Pengacara Riyan Permana Putra Soroti Pemindahan Inventaris dan Keterlambatan Fasilitas DPRD Agam: Paparkan Solusi Hukum, Teknis, dan Alternatif Penyelesaian
AGAM – Persoalan pemindahan dan pengembalian inventaris laptop bagi anggota DPRD Kabupaten Agam menjadi sorotan publik pada awal masa jabatan DPRD periode 2024–2029. Berdasarkan data Sekretariat DPRD (Setwan) Kabupaten Agam, dari 45 anggota DPRD yang dilantik, 23 merupakan wajah baru, sementara 22 lainnya adalah anggota lama yang kembali terpilih.
Dr (c). Riyan Permana Putra, SH, MH — pengacara sekaligus mantan Ketua Gerakan Rakyat Indonesia Bersatu (GRIB) Jaya Kabupaten Agam — memberikan tanggapan hukum yang komprehensif, memaparkan dasar peraturan, yurisprudensi, serta solusi konkret untuk mengatasi persoalan tersebut.
Inventaris DPRD: Barang Milik Daerah Wajib Dikembalikan
Riyan menegaskan bahwa laptop dan fasilitas kerja yang diberikan kepada anggota DPRD tergolong Barang Milik Daerah (BMD). Pengelolaan dan pengembaliannya diatur dalam:
Undang-Undang Nomor 1 Tahun 2004 tentang Perbendaharaan Negara Pasal 45 ayat (1) — mewajibkan setiap pejabat mengamankan dan memelihara barang milik negara/daerah.
Peraturan Pemerintah Nomor 27 Tahun 2014 tentang Pengelolaan Barang Milik Negara/Daerah Pasal 4 huruf c — mengatur pengembalian barang setelah masa jabatan berakhir.
Permendagri Nomor 19 Tahun 2016 Pasal 425 — menetapkan tata cara penarikan barang inventaris untuk distribusi ulang atau penggantian.
“Pergantian anggota DPRD harus diikuti pengembalian inventaris untuk dicek dan didistribusikan sesuai prosedur. Ini bukan sekadar administrasi, tapi kewajiban hukum,” tegas Riyan.
Baju Dinas dan PIN DPRD: Pengadaan Tidak Boleh Berlarut
Selain laptop, Riyan menyoroti keterlambatan pengadaan baju dinas DPRD yang masih dalam proses serta PIN DPRD yang sempat gagal lelang dan baru direncanakan kembali pada APBD 2026.
Ia mengacu pada:
UU Nomor 23 Tahun 2014 Pasal 208 ayat (2) — kewajiban menyediakan sarana kerja DPRD secara tepat waktu.

## Yang Harus Dikerjakan
A. Menurut kutipan tentang inventaris DPRD Agam, berapa dari 45 anggota DPRD yang dilantik merupakan wajah baru?
B. Tuliskan ulang tanpa perubahan bagian kutipan tentang inventaris DPRD Agam, mulai dari "Dr (c). Riyan" hingga "barang milik negara/daerah.".
Catatan berikut tidak diperlukan.

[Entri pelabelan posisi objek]
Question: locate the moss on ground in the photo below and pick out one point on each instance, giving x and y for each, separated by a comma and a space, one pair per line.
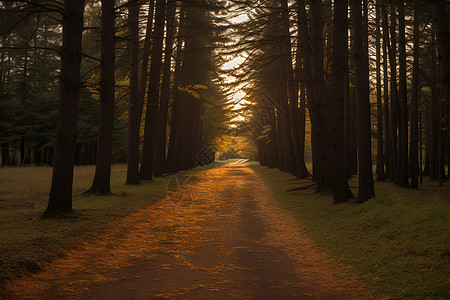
28, 242
399, 242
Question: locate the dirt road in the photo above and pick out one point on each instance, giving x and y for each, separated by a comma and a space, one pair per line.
220, 236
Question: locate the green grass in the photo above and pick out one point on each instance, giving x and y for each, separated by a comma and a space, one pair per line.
398, 242
28, 242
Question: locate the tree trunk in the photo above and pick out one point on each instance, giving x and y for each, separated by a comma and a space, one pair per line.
440, 23
134, 110
60, 199
434, 115
394, 97
414, 141
380, 142
387, 129
336, 163
319, 104
145, 56
402, 166
366, 187
101, 183
151, 113
160, 154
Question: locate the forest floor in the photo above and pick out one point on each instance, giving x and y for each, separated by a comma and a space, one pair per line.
228, 232
220, 235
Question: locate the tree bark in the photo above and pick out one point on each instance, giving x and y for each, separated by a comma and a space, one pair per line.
151, 113
380, 142
160, 153
60, 200
440, 23
101, 183
366, 188
134, 104
336, 163
402, 165
387, 129
414, 126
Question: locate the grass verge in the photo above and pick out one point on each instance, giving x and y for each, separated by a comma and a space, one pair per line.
398, 242
28, 242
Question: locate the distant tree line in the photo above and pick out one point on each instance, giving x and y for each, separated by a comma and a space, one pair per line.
134, 80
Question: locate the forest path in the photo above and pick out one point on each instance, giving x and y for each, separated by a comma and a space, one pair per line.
220, 236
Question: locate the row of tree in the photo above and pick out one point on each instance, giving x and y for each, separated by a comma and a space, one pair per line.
154, 58
365, 72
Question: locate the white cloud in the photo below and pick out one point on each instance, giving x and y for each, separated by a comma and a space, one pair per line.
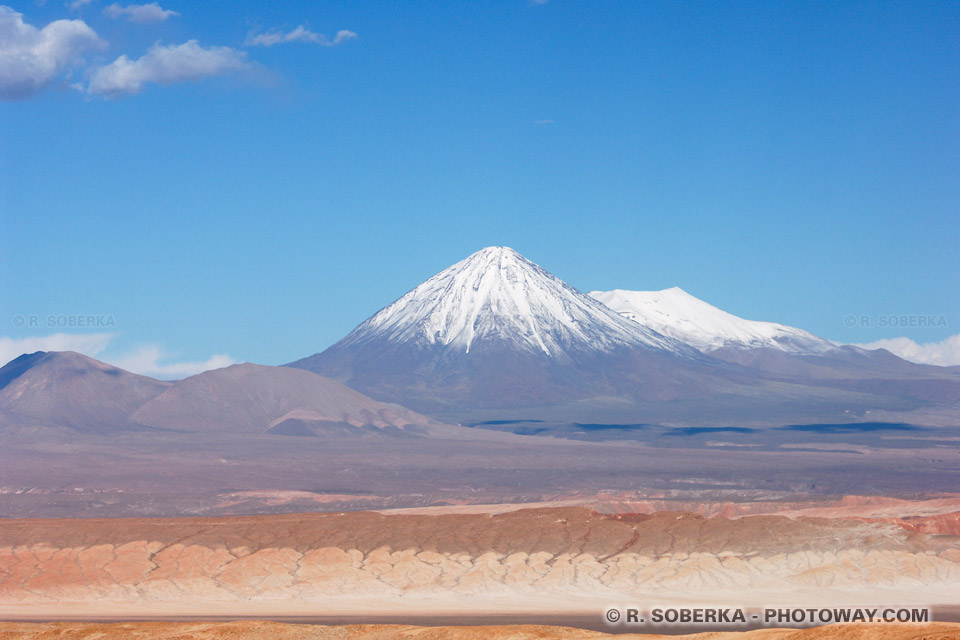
944, 353
139, 12
89, 344
148, 360
300, 34
164, 65
31, 58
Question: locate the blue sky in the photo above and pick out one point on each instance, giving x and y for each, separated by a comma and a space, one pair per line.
207, 194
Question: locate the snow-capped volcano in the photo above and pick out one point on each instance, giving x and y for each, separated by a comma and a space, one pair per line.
496, 330
677, 314
497, 295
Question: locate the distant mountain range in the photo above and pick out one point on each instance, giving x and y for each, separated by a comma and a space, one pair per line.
497, 336
58, 390
677, 314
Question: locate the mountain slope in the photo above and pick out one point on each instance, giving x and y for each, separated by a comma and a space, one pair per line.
497, 337
67, 389
496, 330
677, 314
250, 398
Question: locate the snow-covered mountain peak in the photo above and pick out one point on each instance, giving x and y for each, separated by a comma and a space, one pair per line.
497, 296
677, 314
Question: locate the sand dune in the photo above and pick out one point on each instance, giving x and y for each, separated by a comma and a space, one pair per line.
315, 560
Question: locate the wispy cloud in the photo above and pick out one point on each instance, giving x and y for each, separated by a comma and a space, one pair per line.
944, 353
300, 34
164, 65
151, 360
139, 12
89, 344
148, 360
30, 58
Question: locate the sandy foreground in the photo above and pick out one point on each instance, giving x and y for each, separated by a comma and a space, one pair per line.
365, 566
272, 630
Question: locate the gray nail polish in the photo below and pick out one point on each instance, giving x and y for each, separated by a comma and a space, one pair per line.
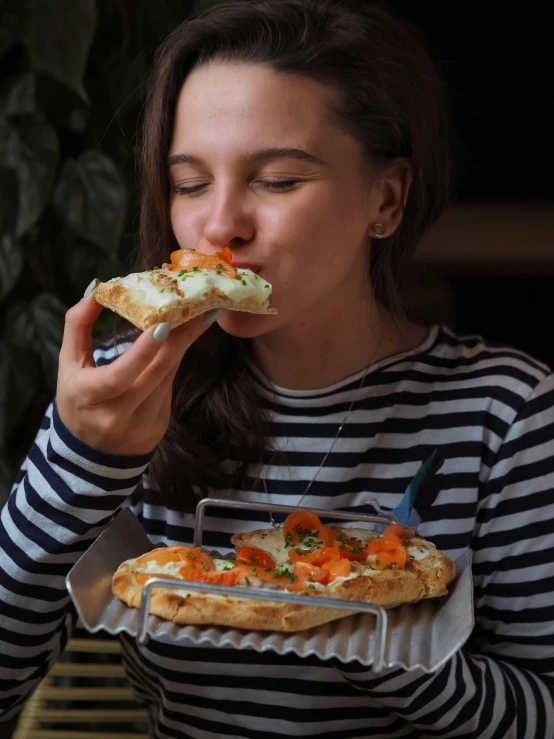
212, 316
92, 287
161, 332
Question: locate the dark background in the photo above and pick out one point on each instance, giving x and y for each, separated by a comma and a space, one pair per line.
497, 63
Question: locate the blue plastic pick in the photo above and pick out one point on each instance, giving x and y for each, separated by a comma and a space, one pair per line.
405, 512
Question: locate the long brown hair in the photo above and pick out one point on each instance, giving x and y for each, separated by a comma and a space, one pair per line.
391, 101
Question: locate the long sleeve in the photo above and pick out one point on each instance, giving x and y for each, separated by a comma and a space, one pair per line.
65, 494
501, 685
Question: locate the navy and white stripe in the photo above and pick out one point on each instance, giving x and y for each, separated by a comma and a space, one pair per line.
488, 410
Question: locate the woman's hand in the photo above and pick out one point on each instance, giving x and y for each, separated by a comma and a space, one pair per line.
123, 407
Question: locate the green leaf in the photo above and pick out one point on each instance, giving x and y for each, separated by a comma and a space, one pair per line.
59, 36
11, 263
38, 327
19, 382
32, 152
91, 197
20, 97
84, 262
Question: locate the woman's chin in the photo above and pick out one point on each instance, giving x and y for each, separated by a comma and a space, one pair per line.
246, 325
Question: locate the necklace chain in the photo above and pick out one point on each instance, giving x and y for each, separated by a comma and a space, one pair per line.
328, 452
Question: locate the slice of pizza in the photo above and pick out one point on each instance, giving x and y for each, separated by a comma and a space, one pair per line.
304, 556
192, 283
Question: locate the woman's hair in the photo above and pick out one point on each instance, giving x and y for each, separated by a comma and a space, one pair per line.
390, 100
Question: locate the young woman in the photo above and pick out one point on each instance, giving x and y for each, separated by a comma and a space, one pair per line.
310, 137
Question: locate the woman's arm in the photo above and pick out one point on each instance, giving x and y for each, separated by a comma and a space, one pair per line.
503, 685
65, 494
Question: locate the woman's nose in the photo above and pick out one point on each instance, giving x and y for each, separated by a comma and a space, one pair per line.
228, 221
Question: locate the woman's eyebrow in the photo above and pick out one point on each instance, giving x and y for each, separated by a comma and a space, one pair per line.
257, 156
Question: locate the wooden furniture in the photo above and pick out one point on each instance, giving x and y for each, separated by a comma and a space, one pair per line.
50, 712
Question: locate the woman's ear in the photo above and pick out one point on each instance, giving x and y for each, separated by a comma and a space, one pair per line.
392, 187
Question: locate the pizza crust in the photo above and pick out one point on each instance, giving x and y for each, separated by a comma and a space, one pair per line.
129, 304
421, 579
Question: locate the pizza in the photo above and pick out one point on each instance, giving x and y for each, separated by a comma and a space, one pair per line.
190, 284
303, 556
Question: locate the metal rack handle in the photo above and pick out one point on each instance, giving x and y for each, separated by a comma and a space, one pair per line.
280, 597
224, 503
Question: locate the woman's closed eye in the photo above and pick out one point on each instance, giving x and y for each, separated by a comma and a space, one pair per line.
275, 185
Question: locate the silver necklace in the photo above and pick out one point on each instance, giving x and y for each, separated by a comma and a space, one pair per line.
272, 521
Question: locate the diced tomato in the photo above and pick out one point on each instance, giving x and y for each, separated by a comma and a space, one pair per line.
254, 556
188, 260
304, 526
319, 557
310, 573
389, 550
342, 568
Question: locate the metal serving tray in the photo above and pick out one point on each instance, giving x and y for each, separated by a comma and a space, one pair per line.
423, 635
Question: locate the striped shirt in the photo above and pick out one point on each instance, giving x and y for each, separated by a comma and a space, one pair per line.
488, 410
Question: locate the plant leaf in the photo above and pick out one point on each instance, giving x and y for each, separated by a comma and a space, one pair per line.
11, 263
84, 262
59, 36
32, 152
38, 327
19, 381
21, 95
91, 197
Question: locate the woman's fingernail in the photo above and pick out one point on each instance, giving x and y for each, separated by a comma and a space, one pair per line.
91, 288
161, 332
212, 316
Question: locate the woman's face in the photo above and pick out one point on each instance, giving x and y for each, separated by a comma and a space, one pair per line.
257, 164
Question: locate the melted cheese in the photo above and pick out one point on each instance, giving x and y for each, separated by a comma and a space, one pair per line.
157, 288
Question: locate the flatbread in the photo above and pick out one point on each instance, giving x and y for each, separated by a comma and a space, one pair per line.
426, 574
156, 296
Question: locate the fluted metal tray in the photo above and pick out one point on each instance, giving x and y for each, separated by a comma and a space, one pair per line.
423, 635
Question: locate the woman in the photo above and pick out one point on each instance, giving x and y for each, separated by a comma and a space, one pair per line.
310, 137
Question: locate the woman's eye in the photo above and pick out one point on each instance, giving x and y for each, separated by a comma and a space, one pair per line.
279, 184
189, 190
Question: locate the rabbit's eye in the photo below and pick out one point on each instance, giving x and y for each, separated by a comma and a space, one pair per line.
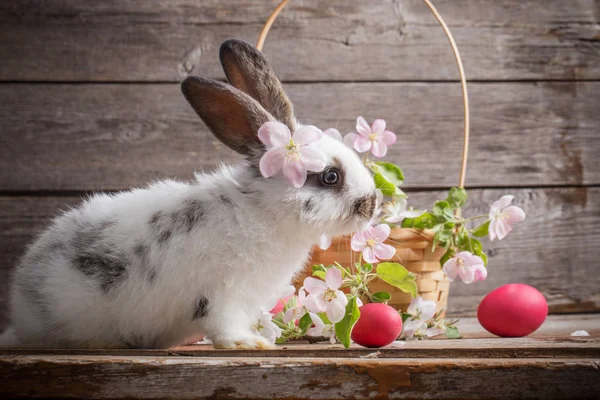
329, 177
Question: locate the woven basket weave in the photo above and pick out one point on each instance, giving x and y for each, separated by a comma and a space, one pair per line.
413, 246
413, 251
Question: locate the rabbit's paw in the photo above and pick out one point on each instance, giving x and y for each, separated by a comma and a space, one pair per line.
246, 342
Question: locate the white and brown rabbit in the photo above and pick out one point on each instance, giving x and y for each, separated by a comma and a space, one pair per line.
151, 267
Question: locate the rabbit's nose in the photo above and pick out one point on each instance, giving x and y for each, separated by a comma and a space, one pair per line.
365, 206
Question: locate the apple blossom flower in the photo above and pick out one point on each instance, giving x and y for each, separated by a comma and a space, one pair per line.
334, 134
395, 211
277, 302
265, 327
503, 216
467, 266
326, 296
295, 154
324, 242
480, 273
370, 242
423, 310
374, 137
320, 329
299, 310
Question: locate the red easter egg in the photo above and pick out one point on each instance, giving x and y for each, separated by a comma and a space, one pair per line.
378, 325
513, 310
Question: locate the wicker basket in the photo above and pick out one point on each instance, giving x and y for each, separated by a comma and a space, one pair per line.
413, 246
413, 251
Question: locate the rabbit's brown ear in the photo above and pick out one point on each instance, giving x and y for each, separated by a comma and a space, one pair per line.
231, 115
248, 70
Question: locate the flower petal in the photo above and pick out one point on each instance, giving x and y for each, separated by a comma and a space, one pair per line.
380, 232
378, 126
336, 310
503, 202
333, 133
274, 133
333, 278
384, 251
480, 273
324, 242
295, 172
313, 158
362, 127
315, 303
314, 286
467, 274
503, 228
388, 137
307, 134
362, 144
358, 241
515, 214
492, 229
369, 255
379, 149
272, 161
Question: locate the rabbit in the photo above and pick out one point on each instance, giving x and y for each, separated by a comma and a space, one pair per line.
151, 267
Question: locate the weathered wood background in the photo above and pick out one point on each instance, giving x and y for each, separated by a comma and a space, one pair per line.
89, 101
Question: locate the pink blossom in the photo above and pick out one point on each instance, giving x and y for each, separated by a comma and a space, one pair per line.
265, 327
503, 216
320, 329
295, 154
326, 296
370, 242
421, 309
374, 137
333, 133
469, 267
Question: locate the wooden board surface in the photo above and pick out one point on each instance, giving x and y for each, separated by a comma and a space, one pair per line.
362, 39
555, 249
548, 364
93, 137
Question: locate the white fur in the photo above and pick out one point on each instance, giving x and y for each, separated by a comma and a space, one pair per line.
243, 250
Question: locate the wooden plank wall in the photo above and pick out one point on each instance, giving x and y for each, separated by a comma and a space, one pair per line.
89, 101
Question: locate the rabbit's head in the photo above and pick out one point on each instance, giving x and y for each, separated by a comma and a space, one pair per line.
337, 200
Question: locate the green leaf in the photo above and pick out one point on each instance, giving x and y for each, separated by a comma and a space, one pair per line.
424, 221
452, 332
398, 276
381, 297
391, 172
443, 210
324, 318
457, 197
482, 230
305, 322
447, 255
343, 329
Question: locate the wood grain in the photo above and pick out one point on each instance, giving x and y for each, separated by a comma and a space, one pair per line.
114, 377
312, 40
554, 249
110, 136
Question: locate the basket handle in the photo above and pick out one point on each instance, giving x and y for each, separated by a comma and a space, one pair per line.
463, 81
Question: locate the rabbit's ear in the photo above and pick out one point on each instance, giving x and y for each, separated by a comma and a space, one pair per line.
231, 115
248, 70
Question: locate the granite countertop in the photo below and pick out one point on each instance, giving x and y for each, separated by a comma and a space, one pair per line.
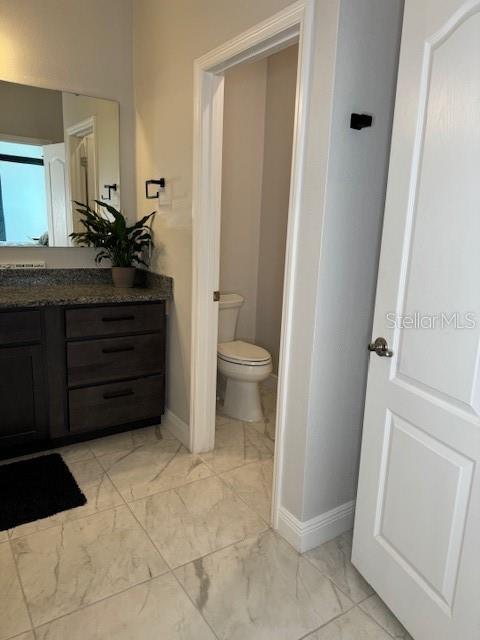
61, 287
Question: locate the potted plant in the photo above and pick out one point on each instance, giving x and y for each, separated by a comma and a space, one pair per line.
125, 246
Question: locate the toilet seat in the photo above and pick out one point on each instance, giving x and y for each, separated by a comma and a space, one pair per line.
243, 353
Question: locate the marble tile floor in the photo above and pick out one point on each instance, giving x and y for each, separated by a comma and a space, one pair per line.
177, 546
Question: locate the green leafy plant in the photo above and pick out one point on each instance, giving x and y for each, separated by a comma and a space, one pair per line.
107, 230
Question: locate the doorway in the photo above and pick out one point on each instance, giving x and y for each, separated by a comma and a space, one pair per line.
293, 25
259, 108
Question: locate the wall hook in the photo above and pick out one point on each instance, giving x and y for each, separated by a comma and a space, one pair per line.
360, 121
110, 188
161, 185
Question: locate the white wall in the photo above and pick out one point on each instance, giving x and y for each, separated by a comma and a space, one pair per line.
78, 108
30, 112
84, 47
257, 153
242, 172
277, 163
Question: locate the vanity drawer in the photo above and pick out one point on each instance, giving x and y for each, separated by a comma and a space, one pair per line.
108, 321
20, 327
116, 404
95, 361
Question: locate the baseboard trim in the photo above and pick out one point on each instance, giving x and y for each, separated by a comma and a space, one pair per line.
177, 427
311, 533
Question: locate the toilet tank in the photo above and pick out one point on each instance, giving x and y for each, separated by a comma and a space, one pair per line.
229, 308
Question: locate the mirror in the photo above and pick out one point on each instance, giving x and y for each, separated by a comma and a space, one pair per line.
55, 147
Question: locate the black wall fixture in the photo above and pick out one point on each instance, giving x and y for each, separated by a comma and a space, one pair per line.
160, 183
359, 121
109, 188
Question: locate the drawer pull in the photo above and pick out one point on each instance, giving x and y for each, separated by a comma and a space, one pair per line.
117, 318
118, 349
109, 395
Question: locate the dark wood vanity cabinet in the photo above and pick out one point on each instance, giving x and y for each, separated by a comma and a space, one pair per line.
23, 389
115, 359
70, 372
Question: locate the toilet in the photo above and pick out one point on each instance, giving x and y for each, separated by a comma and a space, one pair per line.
244, 365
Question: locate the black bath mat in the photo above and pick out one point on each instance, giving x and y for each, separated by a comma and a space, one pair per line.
36, 488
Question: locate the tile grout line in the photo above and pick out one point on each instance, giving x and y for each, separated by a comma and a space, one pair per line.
93, 604
25, 601
376, 621
196, 607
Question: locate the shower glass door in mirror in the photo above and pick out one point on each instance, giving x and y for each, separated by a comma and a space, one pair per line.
55, 148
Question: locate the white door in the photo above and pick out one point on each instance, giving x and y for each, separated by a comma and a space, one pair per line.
417, 528
56, 185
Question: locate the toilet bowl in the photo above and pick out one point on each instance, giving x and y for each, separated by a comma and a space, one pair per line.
244, 365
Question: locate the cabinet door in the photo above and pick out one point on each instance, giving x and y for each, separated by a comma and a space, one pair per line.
22, 395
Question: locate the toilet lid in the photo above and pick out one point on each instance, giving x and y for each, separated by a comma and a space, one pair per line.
243, 353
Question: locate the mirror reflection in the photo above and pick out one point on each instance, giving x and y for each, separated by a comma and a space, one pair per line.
55, 147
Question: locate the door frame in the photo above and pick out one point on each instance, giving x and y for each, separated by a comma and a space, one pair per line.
291, 25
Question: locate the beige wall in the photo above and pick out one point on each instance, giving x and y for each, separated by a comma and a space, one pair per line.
363, 34
243, 142
169, 36
30, 112
257, 151
83, 47
277, 163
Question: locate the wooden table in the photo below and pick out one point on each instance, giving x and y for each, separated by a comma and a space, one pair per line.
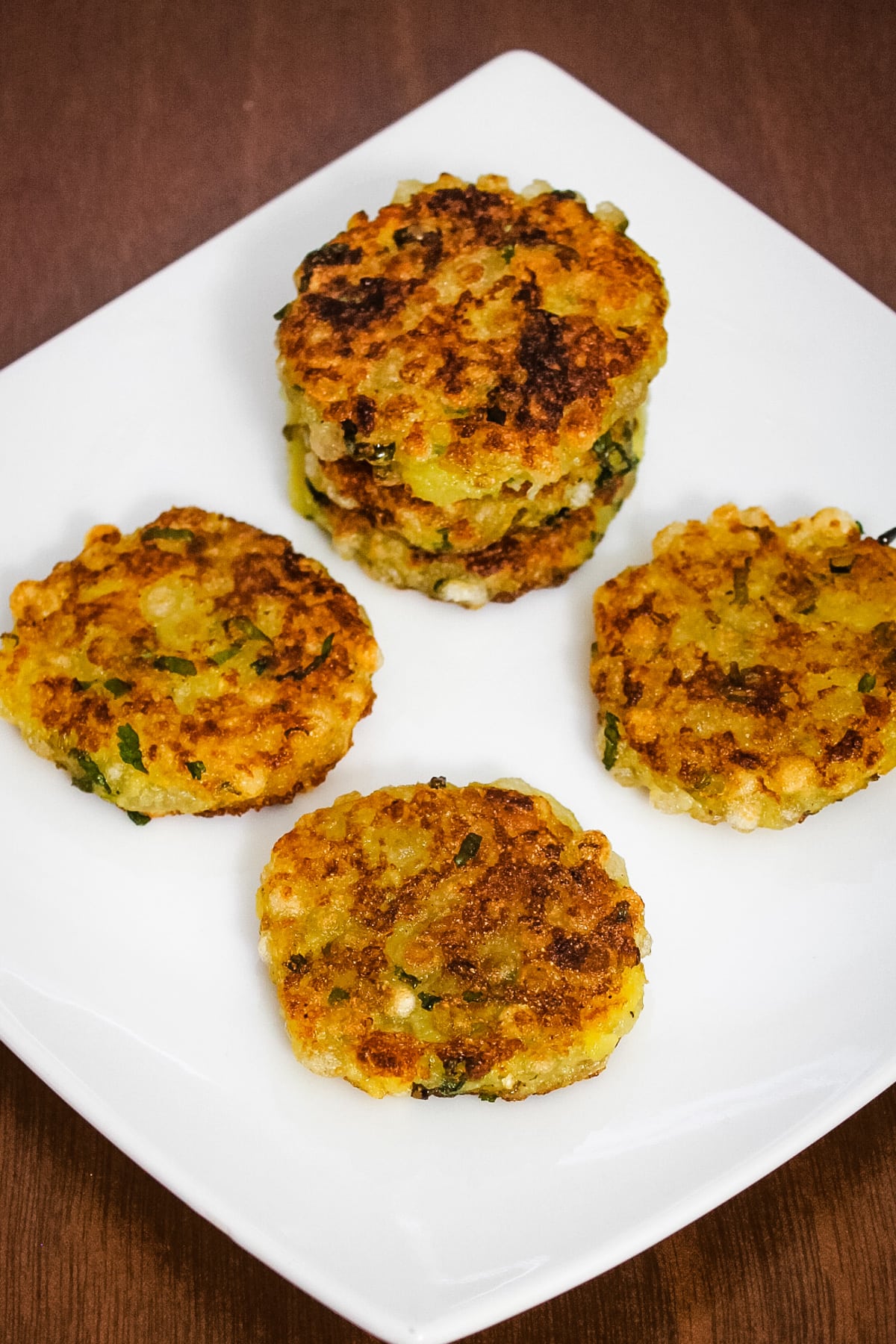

## Jawaban Tiap Tugas
A. 23 anggota.

B.
Dr (c). Riyan Permana Putra, SH, MH — pengacara sekaligus mantan Ketua Gerakan Rakyat Indonesia Bersatu (GRIB) Jaya Kabupaten Agam — memberikan tanggapan hukum yang komprehensif, memaparkan dasar peraturan, yurisprudensi, serta solusi konkret untuk mengatasi persoalan tersebut.
Inventaris DPRD: Barang Milik Daerah Wajib Dikembalikan
Riyan menegaskan bahwa laptop dan fasilitas kerja yang diberikan kepada anggota DPRD tergolong Barang Milik Daerah (BMD). Pengelolaan dan pengembaliannya diatur dalam:
Undang-Undang Nomor 1 Tahun 2004 tentang Perbendaharaan Negara Pasal 45 ayat (1) — mewajibkan setiap pejabat mengamankan dan memelihara barang milik negara/daerah.